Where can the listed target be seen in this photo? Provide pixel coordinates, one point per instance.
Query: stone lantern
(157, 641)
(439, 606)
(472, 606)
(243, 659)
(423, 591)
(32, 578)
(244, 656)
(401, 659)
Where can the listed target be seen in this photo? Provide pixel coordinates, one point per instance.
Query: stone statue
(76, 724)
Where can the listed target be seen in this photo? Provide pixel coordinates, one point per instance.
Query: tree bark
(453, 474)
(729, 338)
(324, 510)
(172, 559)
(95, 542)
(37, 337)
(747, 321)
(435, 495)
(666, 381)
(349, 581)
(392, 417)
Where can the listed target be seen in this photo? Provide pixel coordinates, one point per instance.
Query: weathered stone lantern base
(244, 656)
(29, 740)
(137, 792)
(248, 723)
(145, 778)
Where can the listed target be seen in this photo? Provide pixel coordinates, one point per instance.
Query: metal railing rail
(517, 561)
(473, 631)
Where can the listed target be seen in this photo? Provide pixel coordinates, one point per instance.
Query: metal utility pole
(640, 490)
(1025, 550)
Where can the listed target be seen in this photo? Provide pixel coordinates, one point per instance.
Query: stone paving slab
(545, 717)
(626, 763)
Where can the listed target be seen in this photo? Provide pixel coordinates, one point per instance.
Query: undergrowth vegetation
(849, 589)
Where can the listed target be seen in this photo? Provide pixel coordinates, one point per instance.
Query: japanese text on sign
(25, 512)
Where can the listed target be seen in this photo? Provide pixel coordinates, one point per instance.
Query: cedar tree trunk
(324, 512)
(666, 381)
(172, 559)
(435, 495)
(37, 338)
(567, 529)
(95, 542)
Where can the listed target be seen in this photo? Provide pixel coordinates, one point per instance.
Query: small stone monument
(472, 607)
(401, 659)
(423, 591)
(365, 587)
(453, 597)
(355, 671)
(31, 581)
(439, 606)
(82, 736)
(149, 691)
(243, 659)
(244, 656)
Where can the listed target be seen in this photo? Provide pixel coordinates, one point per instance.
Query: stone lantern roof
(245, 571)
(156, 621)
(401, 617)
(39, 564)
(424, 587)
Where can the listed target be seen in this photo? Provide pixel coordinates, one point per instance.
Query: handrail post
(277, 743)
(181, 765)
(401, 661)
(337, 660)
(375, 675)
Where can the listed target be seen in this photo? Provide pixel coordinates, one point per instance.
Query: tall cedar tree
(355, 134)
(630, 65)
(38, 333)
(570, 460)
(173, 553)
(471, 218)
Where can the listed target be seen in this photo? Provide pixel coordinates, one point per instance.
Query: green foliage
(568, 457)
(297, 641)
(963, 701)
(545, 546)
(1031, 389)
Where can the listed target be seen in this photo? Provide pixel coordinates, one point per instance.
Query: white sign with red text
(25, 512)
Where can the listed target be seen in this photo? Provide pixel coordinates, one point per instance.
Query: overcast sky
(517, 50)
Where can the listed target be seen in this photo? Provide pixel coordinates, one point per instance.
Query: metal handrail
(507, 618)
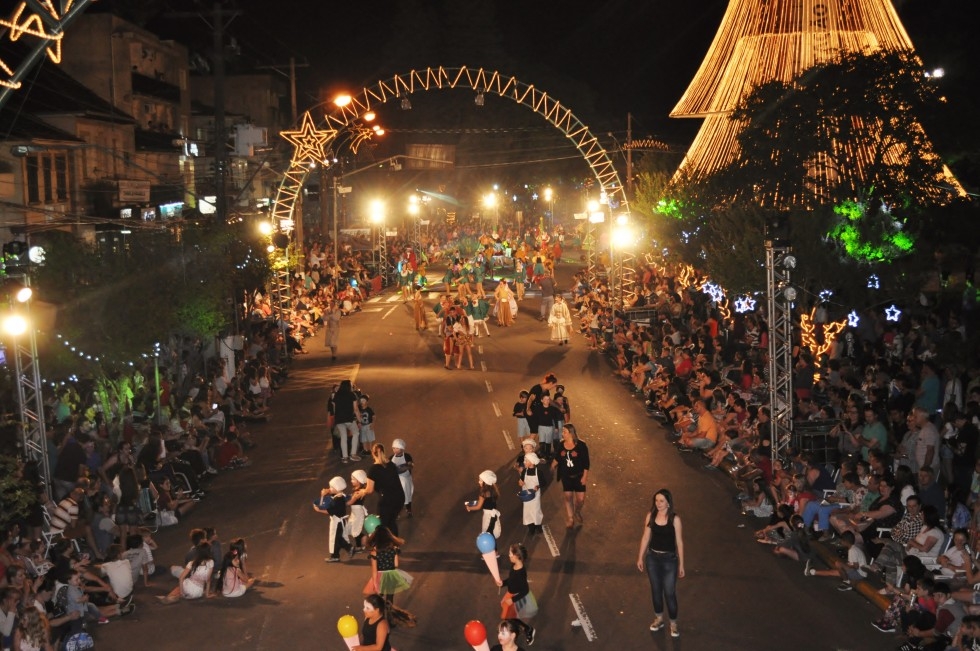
────────
EXERCISE DIRECTIONS: How many lines in the rows above contain the string "cedar", with case counting? Reply with the number alone.

OUTPUT FOR THIS TASK: 2